- _Written instruction_
Reproduce every line of the records, starting with the line that contains "hedgerow for grasp planning." and going on through the line that contains "[103,273,232,325]", and shift each bounding-box coordinate in those lines up by 136.

begin

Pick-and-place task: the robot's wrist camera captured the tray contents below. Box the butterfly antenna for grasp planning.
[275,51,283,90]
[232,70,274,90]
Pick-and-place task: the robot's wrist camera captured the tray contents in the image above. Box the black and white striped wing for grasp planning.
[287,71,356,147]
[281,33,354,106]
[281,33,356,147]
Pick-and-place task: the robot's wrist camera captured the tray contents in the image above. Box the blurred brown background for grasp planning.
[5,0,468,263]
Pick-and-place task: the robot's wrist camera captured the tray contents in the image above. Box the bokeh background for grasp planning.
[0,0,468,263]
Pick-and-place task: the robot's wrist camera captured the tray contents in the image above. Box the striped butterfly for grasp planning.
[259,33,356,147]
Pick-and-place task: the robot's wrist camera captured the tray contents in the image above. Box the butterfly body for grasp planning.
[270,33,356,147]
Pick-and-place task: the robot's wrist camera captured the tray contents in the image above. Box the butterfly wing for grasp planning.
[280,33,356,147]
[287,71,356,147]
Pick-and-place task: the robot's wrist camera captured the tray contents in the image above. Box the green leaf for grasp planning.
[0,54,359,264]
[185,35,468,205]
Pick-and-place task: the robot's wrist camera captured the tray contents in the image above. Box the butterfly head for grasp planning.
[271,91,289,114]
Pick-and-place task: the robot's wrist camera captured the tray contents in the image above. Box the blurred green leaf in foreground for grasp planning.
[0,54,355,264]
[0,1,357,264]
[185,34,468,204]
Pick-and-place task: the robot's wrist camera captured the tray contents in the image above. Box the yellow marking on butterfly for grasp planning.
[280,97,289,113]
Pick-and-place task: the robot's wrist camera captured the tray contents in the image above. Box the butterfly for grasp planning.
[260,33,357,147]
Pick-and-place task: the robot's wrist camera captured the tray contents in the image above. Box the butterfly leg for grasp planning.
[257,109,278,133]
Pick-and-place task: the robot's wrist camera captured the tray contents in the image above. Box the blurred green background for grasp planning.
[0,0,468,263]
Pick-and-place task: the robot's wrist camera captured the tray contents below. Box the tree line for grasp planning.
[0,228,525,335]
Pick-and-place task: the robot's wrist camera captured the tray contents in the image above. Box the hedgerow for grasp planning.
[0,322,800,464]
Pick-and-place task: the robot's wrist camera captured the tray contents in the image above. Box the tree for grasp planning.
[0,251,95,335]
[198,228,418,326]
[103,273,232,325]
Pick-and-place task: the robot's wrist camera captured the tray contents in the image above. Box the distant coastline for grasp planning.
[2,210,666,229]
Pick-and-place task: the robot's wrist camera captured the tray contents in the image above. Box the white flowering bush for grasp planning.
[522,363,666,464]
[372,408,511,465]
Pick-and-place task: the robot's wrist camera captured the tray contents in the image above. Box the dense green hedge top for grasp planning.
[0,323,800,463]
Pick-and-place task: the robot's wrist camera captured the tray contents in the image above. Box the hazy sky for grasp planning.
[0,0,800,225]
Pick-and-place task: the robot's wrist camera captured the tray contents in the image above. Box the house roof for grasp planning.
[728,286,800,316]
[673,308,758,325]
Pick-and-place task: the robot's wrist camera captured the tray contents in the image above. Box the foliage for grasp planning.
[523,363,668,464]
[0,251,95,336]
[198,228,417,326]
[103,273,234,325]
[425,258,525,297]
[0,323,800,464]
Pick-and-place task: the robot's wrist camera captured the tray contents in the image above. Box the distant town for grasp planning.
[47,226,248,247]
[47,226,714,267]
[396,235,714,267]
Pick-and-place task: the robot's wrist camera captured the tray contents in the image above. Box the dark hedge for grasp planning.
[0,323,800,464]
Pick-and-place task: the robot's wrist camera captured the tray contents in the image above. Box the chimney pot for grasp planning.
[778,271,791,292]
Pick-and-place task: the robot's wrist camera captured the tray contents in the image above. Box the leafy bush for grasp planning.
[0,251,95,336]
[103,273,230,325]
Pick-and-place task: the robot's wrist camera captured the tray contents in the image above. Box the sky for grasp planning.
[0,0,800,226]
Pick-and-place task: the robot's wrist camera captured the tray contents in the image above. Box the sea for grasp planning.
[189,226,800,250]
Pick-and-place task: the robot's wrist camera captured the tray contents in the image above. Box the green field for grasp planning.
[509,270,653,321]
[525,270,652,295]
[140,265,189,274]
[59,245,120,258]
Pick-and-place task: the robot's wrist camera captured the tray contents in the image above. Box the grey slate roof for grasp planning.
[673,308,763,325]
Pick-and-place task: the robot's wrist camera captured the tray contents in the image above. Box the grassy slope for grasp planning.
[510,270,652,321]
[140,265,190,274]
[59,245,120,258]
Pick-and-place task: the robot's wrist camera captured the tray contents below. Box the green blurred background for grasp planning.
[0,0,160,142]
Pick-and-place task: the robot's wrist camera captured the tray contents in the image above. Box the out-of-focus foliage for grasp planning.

end

- _Written solution_
Pick-and-place task: the robot's wrist camera captured the tray contents in the image above. Box the hedgerow for grasp planning.
[136,458,936,600]
Pick-and-place task: the robot's wrist camera captured the tray contents in the image above. Box the tree for grasp planning.
[136,387,231,471]
[334,364,554,462]
[239,409,368,461]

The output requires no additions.